#### DOCUMENT SEGMENT ####
It's strange that above you set up this stack.lazy flag, but a few lines
later, you don't check it.

Also, maybe we should have some inline function that does this
song-and-dance of reading one byte from the stack instead of repeating it
in multiple places?



>  }
>
>  void thread::setup_tcb()
> @@ -315,6 +332,13 @@ void thread::free_tcb()
>
>  void thread_main_c(thread* t)
>  {
> +#ifdef CONF_lazy_stack
> +    // Enable lazy stack pre-fault logic for this thread
> +    // if stack is lazily allocated (most likely application thread)
> +    if (t->get_stack_info().lazy) {
> +
> arch::irq_preempt_counters._data.set_lazy_flags_bit(arch::lazy_stack_disable,
> false);
> +    }
> +#endif
>
     arch::irq_enable();
>  #ifdef CONF_preempt
>      preempt_enable();
> diff --git a/arch/x64/arch.hh b/arch/x64/arch.hh
> index 17df5f5c..17885245 100644
> --- a/arch/x64/arch.hh
> +++ b/arch/x64/arch.hh
> @@ -10,6 +10,8 @@
>
>  #include "processor.hh"
>  #include "msr.hh"
> +#include <osv/barrier.hh>
> +#include <osv/counters.hh>
>
>  // namespace arch - architecture independent interface for architecture
>  //                  dependent operations (e.g. irq_disable vs. cli)
> @@ -20,11 +22,41 @@ namespace arch {
>  #define INSTR_SIZE_MIN 1
>  #define ELF_IMAGE_START OSV_KERNEL_BASE
>
> +inline void ensure_next_stack_page() {
> +    // Because both irq and preempt counters and lazy stack
> +    // flags are co-located within same 8-bytes long union
>
+    // we can check single field for non-zero value to determine
> +    // if we should trigger pre-fault on lazy stack
> +    if (irq_preempt_counters.lazy_stack_no_pre_fault) {
> +        return;
> +    }
> +
> +    char i;
> +    asm volatile("movb -4096(%%rsp), %0" : "=r"(i));
>

Any benefit to doing this read in assembler and not C (like you did in
other places)?
If we can do this in C, it has two benefits: Easier to read for mortals,
and potentially the same function can be used for other architectures too -
since the concept of lazy stack is probably not x86-specific.

+}
> +
> +inline void ensure_next_two_stack_pages() {
> +    if (irq_preempt_counters.lazy_stack_no_pre_fault) {
> +        return;
> +    }
> +
> +    char i;
> +    asm volatile("movb -4096(%%rsp), %0" : "=r"(i));
> +    asm volatile("movb -8192(%%rsp), %0" : "=r"(i));
> +}
> +
>  inline void irq_disable()
####
**TASKS FOR THIS EXERCISE**
• A. List every header file named in an #include line of the lazy stack patch review.
• B. Continue the lazy stack patch review from the point where it stops.
#### INFORMATION PROVIDED ####
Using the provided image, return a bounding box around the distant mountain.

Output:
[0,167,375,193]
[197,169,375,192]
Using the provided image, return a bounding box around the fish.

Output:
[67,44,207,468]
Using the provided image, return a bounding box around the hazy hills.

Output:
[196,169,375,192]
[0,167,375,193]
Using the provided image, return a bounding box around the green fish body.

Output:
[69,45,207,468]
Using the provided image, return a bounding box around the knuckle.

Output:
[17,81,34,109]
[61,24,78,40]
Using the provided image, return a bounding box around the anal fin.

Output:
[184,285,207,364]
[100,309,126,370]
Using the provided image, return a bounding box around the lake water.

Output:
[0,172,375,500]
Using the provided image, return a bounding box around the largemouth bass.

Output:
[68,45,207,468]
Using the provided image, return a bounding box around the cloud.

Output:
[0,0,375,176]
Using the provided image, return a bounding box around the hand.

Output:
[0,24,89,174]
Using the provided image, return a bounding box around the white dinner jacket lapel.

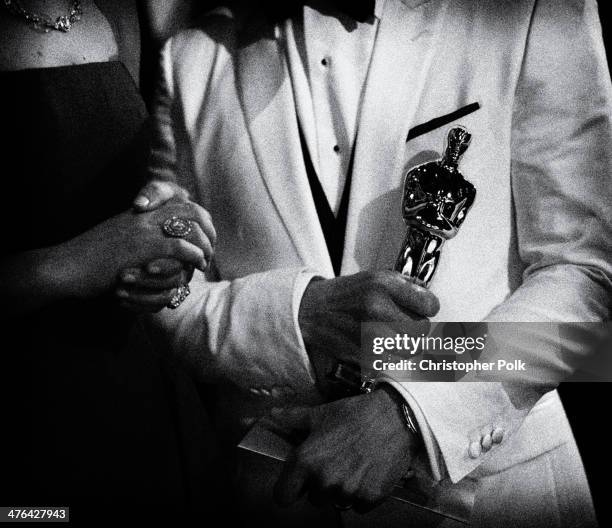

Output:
[342,0,448,274]
[238,16,334,277]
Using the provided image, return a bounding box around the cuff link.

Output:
[491,427,504,444]
[468,442,482,459]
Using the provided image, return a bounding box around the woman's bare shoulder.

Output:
[0,1,118,71]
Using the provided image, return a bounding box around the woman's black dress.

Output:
[0,62,226,521]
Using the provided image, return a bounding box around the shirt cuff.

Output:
[291,270,321,385]
[377,377,446,482]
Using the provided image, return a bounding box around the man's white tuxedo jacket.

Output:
[152,0,612,520]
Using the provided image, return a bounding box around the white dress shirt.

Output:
[285,0,385,214]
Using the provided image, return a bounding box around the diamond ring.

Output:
[162,216,191,238]
[168,284,191,310]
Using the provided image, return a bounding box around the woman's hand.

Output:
[116,180,216,312]
[50,200,216,308]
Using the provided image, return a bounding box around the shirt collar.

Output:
[374,0,386,20]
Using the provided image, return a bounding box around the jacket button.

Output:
[469,442,482,458]
[491,427,504,444]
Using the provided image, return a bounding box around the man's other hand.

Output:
[272,386,420,512]
[298,271,440,382]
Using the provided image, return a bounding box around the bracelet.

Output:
[402,402,421,438]
[330,362,422,439]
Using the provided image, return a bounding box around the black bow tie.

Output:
[330,0,376,22]
[270,0,376,22]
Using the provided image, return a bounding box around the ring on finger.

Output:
[167,284,191,310]
[162,216,193,238]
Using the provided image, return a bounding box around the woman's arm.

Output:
[0,201,214,315]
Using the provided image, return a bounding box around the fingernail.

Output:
[134,195,151,207]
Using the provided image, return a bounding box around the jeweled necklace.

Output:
[3,0,83,33]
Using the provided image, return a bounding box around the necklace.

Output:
[3,0,83,33]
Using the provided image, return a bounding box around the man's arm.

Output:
[393,0,612,482]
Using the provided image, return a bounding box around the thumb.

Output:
[133,181,188,209]
[270,407,312,433]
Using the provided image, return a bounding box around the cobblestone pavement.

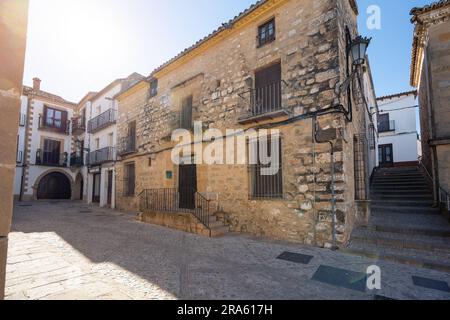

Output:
[6,202,450,299]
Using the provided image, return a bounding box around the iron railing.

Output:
[19,113,27,127]
[88,147,116,165]
[70,153,84,167]
[72,116,86,134]
[139,188,212,228]
[419,157,450,220]
[16,150,23,164]
[36,149,68,167]
[38,114,70,134]
[117,136,137,156]
[378,120,395,133]
[88,109,117,133]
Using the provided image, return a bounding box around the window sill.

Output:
[238,109,289,124]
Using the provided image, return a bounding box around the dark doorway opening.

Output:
[178,164,197,209]
[37,172,72,200]
[107,171,113,207]
[378,144,394,167]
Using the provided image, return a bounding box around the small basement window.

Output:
[258,19,275,48]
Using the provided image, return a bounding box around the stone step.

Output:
[371,206,441,216]
[371,194,433,201]
[340,243,450,272]
[371,188,432,196]
[210,225,230,238]
[373,174,426,180]
[370,212,450,232]
[351,228,450,254]
[372,179,428,186]
[371,181,429,189]
[372,199,434,208]
[361,224,450,241]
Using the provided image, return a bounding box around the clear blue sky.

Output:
[24,0,431,102]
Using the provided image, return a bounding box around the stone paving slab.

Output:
[6,202,450,300]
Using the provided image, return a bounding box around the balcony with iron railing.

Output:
[70,152,84,168]
[88,109,117,133]
[239,80,288,124]
[36,149,68,167]
[117,136,137,156]
[72,116,86,135]
[88,147,116,166]
[38,114,70,135]
[378,120,395,133]
[19,113,27,127]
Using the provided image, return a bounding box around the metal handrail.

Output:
[418,157,450,216]
[138,188,211,229]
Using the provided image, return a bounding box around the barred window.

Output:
[249,136,283,199]
[123,162,136,197]
[258,19,275,47]
[150,79,158,98]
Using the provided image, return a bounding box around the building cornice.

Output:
[410,0,450,88]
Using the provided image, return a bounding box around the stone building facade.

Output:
[411,0,450,202]
[116,0,376,246]
[0,0,28,300]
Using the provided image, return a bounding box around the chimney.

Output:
[33,78,41,90]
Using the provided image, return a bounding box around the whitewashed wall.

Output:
[378,94,420,162]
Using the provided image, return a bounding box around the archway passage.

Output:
[37,172,72,200]
[73,173,84,200]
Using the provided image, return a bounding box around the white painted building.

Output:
[14,78,76,200]
[72,73,143,208]
[377,91,421,166]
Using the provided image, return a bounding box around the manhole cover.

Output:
[277,251,314,264]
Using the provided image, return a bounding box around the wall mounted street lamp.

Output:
[336,28,372,122]
[350,36,372,66]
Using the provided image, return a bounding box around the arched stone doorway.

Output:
[36,172,72,200]
[73,173,84,200]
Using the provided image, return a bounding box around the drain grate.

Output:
[312,265,367,292]
[412,276,450,292]
[277,251,314,264]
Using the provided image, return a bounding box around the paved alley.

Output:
[6,202,450,299]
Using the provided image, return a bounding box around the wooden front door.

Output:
[378,144,394,167]
[178,164,197,209]
[92,173,101,203]
[253,63,281,114]
[107,171,113,206]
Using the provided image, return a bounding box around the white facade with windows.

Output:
[377,91,421,166]
[14,78,76,200]
[74,73,143,208]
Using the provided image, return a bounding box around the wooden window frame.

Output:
[257,17,277,48]
[123,162,136,197]
[247,135,284,200]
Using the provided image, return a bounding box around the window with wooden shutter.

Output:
[123,162,136,197]
[180,96,193,130]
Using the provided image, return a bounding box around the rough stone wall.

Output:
[0,0,28,300]
[117,0,362,245]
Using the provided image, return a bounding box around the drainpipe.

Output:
[314,120,338,251]
[19,95,33,202]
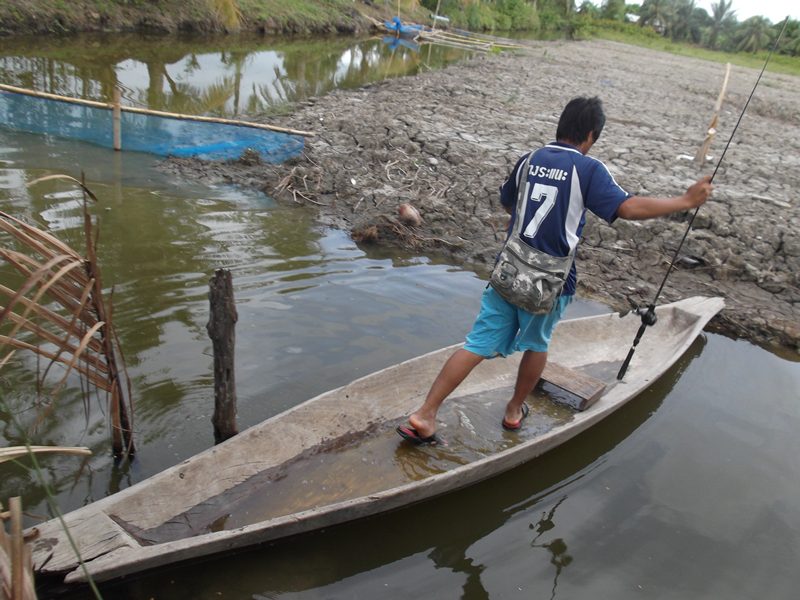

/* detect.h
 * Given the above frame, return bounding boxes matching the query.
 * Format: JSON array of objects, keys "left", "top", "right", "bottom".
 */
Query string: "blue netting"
[{"left": 0, "top": 92, "right": 303, "bottom": 163}]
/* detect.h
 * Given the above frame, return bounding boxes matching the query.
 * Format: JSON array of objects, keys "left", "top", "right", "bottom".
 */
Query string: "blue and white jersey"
[{"left": 500, "top": 142, "right": 633, "bottom": 296}]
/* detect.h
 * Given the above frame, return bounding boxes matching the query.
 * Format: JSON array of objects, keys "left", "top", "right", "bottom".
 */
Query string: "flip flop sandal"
[
  {"left": 503, "top": 402, "right": 531, "bottom": 431},
  {"left": 395, "top": 425, "right": 447, "bottom": 446}
]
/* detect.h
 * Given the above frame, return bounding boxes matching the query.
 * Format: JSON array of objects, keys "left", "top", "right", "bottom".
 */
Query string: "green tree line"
[{"left": 419, "top": 0, "right": 800, "bottom": 56}]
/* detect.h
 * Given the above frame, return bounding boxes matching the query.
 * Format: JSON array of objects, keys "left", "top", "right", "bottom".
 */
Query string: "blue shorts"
[{"left": 464, "top": 286, "right": 572, "bottom": 358}]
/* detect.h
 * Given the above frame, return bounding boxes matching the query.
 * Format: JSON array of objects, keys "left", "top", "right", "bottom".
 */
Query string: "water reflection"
[
  {"left": 0, "top": 34, "right": 468, "bottom": 116},
  {"left": 529, "top": 495, "right": 572, "bottom": 600}
]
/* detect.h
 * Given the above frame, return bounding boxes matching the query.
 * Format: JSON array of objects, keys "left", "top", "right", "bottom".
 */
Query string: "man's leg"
[
  {"left": 408, "top": 348, "right": 483, "bottom": 437},
  {"left": 505, "top": 350, "right": 547, "bottom": 423}
]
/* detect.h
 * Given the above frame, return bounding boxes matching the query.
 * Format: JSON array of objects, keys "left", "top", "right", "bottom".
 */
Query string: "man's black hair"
[{"left": 556, "top": 96, "right": 606, "bottom": 144}]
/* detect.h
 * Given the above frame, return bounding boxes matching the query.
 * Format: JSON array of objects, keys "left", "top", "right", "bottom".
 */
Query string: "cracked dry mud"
[{"left": 164, "top": 41, "right": 800, "bottom": 352}]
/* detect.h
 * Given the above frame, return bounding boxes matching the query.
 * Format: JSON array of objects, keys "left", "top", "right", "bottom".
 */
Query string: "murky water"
[
  {"left": 0, "top": 34, "right": 467, "bottom": 116},
  {"left": 0, "top": 32, "right": 800, "bottom": 600}
]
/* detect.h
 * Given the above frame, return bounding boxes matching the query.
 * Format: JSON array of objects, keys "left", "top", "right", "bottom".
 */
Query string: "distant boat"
[
  {"left": 383, "top": 35, "right": 420, "bottom": 52},
  {"left": 383, "top": 17, "right": 426, "bottom": 39},
  {"left": 28, "top": 297, "right": 724, "bottom": 584}
]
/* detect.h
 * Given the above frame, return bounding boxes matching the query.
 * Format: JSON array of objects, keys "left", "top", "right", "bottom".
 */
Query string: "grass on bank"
[{"left": 581, "top": 21, "right": 800, "bottom": 76}]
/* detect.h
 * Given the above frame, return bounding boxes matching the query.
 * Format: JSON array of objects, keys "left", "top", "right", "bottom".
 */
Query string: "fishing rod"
[{"left": 617, "top": 16, "right": 789, "bottom": 381}]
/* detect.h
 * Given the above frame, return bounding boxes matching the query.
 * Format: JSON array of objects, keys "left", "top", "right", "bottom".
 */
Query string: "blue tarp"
[{"left": 0, "top": 92, "right": 303, "bottom": 163}]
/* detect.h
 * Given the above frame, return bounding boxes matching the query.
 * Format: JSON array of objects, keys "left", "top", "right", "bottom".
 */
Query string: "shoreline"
[{"left": 163, "top": 41, "right": 800, "bottom": 353}]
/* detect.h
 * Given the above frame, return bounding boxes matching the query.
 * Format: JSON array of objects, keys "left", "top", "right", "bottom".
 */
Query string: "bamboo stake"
[
  {"left": 111, "top": 88, "right": 122, "bottom": 151},
  {"left": 8, "top": 496, "right": 25, "bottom": 600},
  {"left": 0, "top": 84, "right": 316, "bottom": 137},
  {"left": 694, "top": 63, "right": 731, "bottom": 166}
]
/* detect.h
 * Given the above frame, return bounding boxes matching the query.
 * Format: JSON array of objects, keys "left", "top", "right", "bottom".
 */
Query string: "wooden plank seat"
[{"left": 539, "top": 361, "right": 606, "bottom": 410}]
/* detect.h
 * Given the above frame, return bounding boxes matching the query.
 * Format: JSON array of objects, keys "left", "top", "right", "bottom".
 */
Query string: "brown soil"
[{"left": 165, "top": 41, "right": 800, "bottom": 350}]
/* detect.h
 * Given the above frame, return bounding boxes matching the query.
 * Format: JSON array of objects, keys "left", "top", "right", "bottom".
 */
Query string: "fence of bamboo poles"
[{"left": 0, "top": 84, "right": 315, "bottom": 137}]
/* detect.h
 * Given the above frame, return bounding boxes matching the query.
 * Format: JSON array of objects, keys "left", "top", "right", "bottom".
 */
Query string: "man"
[{"left": 397, "top": 97, "right": 712, "bottom": 444}]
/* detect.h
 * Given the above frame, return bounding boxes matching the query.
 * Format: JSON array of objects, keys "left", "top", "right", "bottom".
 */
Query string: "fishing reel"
[
  {"left": 620, "top": 298, "right": 658, "bottom": 327},
  {"left": 633, "top": 304, "right": 658, "bottom": 327}
]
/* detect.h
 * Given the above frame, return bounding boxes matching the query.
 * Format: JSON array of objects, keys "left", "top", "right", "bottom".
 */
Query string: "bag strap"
[{"left": 509, "top": 150, "right": 533, "bottom": 239}]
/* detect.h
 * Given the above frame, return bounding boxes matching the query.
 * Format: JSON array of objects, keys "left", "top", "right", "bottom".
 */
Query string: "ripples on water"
[{"left": 0, "top": 124, "right": 484, "bottom": 509}]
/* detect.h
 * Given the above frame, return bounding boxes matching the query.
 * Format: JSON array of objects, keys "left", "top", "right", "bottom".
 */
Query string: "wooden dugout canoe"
[{"left": 33, "top": 297, "right": 724, "bottom": 583}]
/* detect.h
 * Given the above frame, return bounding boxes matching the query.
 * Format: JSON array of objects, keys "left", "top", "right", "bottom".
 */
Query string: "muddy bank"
[{"left": 165, "top": 42, "right": 800, "bottom": 350}]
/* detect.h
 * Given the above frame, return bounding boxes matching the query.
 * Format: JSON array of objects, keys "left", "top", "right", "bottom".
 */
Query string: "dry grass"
[{"left": 0, "top": 175, "right": 134, "bottom": 457}]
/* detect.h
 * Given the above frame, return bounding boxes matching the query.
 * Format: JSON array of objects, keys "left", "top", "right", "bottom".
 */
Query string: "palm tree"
[
  {"left": 670, "top": 0, "right": 695, "bottom": 40},
  {"left": 776, "top": 19, "right": 800, "bottom": 56},
  {"left": 736, "top": 17, "right": 772, "bottom": 54},
  {"left": 708, "top": 0, "right": 736, "bottom": 50},
  {"left": 639, "top": 0, "right": 675, "bottom": 35}
]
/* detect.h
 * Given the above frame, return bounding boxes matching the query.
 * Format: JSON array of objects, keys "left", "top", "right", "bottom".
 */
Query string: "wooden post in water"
[
  {"left": 206, "top": 269, "right": 239, "bottom": 444},
  {"left": 0, "top": 497, "right": 36, "bottom": 600},
  {"left": 111, "top": 88, "right": 122, "bottom": 150}
]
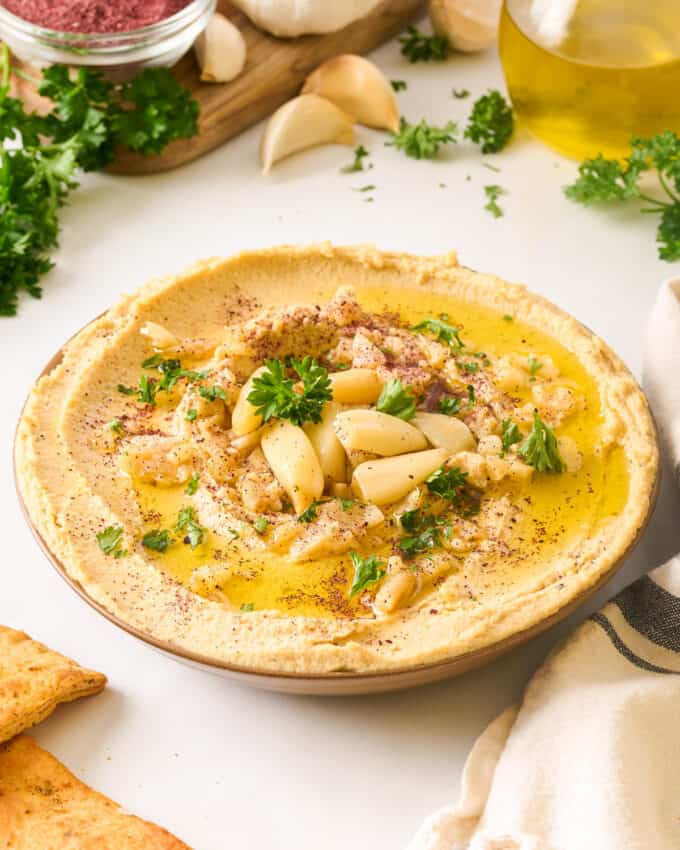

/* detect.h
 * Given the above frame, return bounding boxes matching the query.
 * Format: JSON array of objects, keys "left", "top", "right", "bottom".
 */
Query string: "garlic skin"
[
  {"left": 260, "top": 94, "right": 354, "bottom": 174},
  {"left": 233, "top": 0, "right": 382, "bottom": 37},
  {"left": 430, "top": 0, "right": 502, "bottom": 53},
  {"left": 302, "top": 53, "right": 399, "bottom": 133},
  {"left": 194, "top": 12, "right": 246, "bottom": 83}
]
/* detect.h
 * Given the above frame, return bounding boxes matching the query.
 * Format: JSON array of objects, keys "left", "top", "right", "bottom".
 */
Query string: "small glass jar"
[{"left": 0, "top": 0, "right": 217, "bottom": 79}]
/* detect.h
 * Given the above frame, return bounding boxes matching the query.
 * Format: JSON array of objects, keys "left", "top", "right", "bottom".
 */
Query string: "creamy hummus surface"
[{"left": 16, "top": 245, "right": 658, "bottom": 674}]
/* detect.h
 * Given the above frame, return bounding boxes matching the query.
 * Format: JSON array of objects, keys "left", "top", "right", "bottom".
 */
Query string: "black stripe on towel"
[
  {"left": 590, "top": 613, "right": 680, "bottom": 675},
  {"left": 613, "top": 576, "right": 680, "bottom": 652}
]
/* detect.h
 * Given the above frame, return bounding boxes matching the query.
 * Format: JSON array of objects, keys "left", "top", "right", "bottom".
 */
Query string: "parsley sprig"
[
  {"left": 399, "top": 26, "right": 453, "bottom": 63},
  {"left": 518, "top": 410, "right": 565, "bottom": 473},
  {"left": 385, "top": 118, "right": 458, "bottom": 159},
  {"left": 564, "top": 130, "right": 680, "bottom": 262},
  {"left": 0, "top": 45, "right": 198, "bottom": 316},
  {"left": 248, "top": 356, "right": 333, "bottom": 425},
  {"left": 376, "top": 378, "right": 416, "bottom": 420}
]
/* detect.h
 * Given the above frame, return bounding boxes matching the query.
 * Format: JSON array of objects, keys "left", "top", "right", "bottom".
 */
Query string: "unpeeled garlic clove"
[
  {"left": 302, "top": 53, "right": 399, "bottom": 133},
  {"left": 260, "top": 94, "right": 354, "bottom": 174},
  {"left": 430, "top": 0, "right": 502, "bottom": 53},
  {"left": 194, "top": 12, "right": 246, "bottom": 83}
]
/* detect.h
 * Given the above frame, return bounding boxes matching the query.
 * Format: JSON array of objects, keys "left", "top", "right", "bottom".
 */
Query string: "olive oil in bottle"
[{"left": 499, "top": 0, "right": 680, "bottom": 159}]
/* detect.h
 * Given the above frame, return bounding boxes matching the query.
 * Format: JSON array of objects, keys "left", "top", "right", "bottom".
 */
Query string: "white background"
[{"left": 0, "top": 28, "right": 680, "bottom": 850}]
####
**FINAL ANSWERS**
• A.
processor.hh
msr.hh
osv/barrier.hh
osv/counters.hh

• B.
>  {
> +#if CONF_lazy_stack
> +    ensure_next_stack_page();
> +    ++irq_preempt_counters._data.irq;
> +#endif
>
     processor::cli();
>
 }
>
> +// Given there is no corresponding enable function we choose to
> +// not increment the irq counter and instead rely on the save()/restore()
> +// methods of the irq_flag_notrace guard below.
>  __attribute__((no_instrument_function))
>  inline void irq_disable_notrace();
>
> @@ -36,11 +68,19 @@ inline void irq_disable_notrace()
>  inline void irq_enable()
>  {
>      processor::sti();
> +#if CONF_lazy_stack
> +    --irq_preempt_counters._data.irq;
> +    barrier();
>

What is the theory on why a compiler barrier is needed here and in
wait_for_interrupt() below, but not in irq_disable()?


> +#endif
>

I really hope our calls of irq_enable()/irq_disabled() are balanced,
because processor::cli() / processor::sti() could be unbalanced and still
work, but I hope we didn't rely on this in any place.

 }
>
>  inline void wait_for_interrupt()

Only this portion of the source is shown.